§ **Problem details**: How many lines of the records contain the word "white"? Give only the number.

§ **Extracted information**:
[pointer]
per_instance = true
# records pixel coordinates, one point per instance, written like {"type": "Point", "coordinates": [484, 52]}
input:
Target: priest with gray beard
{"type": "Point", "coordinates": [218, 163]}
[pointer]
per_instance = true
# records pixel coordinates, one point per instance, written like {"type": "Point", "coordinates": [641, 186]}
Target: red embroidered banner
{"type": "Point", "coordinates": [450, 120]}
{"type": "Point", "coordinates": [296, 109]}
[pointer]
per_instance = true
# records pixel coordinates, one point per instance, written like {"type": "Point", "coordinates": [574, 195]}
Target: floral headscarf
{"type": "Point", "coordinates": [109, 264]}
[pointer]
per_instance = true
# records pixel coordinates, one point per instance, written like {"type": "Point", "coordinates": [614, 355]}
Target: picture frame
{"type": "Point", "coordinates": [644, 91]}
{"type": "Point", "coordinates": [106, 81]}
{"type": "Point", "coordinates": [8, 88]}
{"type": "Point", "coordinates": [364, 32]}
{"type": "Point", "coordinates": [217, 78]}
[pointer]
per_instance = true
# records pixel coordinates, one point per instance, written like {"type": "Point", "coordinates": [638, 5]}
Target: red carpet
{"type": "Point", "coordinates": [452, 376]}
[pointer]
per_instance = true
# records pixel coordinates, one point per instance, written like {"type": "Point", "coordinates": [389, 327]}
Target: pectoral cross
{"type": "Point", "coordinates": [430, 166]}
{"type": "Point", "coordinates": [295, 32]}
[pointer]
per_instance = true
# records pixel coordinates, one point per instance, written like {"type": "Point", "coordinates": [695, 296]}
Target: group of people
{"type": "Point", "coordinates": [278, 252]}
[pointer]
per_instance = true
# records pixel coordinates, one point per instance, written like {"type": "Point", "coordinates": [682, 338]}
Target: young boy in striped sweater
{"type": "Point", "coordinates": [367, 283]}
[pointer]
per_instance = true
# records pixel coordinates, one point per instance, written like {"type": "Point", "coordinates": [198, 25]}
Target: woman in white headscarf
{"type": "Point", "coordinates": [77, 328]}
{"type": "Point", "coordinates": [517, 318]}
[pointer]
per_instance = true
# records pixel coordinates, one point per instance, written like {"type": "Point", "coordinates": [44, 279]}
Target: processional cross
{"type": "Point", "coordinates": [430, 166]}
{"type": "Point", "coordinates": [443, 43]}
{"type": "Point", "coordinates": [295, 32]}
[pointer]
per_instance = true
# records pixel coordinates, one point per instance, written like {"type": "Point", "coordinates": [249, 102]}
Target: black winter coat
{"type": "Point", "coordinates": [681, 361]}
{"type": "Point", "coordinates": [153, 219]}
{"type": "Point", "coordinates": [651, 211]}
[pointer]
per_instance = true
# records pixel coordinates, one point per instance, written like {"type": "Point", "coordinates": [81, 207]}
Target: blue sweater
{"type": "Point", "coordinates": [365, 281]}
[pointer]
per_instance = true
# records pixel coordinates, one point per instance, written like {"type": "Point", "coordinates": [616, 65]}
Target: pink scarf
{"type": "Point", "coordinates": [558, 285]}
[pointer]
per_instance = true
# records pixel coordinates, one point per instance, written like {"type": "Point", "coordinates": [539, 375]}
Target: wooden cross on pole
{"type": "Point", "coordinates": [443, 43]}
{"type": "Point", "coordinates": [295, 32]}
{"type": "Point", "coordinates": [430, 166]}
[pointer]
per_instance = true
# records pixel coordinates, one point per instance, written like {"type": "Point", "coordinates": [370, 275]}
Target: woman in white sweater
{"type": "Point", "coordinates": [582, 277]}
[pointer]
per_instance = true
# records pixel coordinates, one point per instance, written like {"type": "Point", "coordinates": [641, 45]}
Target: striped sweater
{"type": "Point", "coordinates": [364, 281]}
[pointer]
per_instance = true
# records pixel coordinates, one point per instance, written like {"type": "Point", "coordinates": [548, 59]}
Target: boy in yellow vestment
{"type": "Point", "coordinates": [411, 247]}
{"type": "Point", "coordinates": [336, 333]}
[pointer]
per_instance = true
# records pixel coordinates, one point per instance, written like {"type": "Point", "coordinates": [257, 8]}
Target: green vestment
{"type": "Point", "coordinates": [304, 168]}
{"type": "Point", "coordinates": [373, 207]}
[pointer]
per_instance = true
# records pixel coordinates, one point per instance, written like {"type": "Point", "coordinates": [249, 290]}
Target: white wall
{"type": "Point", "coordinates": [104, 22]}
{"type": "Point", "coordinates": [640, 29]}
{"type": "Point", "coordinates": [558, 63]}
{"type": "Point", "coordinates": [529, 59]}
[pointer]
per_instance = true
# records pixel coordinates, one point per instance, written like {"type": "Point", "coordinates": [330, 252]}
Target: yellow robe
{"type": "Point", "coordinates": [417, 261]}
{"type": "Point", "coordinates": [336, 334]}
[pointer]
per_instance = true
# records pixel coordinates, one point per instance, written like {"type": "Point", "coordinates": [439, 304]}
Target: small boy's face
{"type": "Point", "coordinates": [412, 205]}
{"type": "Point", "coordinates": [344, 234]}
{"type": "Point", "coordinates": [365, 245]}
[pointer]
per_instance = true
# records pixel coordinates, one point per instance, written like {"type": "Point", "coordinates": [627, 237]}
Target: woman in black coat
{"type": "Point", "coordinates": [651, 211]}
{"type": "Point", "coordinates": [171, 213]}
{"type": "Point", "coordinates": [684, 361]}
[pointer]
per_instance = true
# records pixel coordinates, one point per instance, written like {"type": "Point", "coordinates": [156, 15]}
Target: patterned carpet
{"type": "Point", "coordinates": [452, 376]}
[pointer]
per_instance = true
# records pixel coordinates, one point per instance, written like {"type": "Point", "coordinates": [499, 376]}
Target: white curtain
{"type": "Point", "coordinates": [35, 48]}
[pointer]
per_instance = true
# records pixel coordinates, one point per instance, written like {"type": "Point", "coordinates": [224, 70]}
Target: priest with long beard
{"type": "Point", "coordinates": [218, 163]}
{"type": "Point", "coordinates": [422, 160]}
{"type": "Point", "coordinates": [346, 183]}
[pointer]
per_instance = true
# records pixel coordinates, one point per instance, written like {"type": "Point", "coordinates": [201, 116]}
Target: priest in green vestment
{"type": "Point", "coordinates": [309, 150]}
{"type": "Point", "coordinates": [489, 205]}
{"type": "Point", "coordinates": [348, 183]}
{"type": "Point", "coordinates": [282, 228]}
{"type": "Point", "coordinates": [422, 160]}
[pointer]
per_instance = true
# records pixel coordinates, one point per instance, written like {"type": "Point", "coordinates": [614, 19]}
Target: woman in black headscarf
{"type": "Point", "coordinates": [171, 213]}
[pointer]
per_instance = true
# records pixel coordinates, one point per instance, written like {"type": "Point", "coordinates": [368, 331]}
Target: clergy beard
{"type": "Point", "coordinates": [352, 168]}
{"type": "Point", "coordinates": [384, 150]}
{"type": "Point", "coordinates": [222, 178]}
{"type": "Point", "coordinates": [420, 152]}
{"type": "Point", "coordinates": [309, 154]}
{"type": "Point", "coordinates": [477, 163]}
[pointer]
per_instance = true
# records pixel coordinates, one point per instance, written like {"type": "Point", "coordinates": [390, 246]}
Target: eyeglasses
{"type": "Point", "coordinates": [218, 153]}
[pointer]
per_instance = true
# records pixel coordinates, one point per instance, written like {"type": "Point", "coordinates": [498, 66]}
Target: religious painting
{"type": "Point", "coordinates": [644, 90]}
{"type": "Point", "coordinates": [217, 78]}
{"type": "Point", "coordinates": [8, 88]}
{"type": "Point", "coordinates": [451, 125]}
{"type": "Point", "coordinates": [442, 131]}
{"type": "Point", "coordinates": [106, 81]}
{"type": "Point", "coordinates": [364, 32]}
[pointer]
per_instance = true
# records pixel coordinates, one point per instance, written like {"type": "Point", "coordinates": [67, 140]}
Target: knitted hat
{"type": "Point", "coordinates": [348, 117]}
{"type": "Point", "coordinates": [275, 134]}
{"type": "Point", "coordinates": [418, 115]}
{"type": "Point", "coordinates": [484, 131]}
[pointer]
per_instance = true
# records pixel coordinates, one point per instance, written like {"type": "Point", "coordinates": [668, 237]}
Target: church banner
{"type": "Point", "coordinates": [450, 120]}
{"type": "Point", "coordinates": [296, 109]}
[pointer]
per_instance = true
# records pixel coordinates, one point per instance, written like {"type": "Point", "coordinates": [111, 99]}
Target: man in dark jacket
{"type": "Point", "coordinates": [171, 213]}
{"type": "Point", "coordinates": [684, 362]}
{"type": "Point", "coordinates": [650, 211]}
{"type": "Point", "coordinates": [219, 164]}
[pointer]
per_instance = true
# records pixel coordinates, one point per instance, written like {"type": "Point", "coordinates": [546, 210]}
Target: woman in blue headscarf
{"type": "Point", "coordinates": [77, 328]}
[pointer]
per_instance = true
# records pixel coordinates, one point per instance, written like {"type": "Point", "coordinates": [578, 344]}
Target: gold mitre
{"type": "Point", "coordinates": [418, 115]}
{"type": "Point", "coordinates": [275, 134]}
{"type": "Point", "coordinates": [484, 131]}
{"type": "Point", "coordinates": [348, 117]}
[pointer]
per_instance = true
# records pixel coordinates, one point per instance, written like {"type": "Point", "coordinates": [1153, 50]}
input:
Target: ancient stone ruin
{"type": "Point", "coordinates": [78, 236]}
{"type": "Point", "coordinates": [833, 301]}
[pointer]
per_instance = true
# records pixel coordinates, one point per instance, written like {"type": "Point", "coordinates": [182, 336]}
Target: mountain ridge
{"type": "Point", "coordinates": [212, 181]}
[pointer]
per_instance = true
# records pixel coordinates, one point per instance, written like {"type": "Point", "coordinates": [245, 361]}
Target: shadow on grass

§ **Final answer**: 4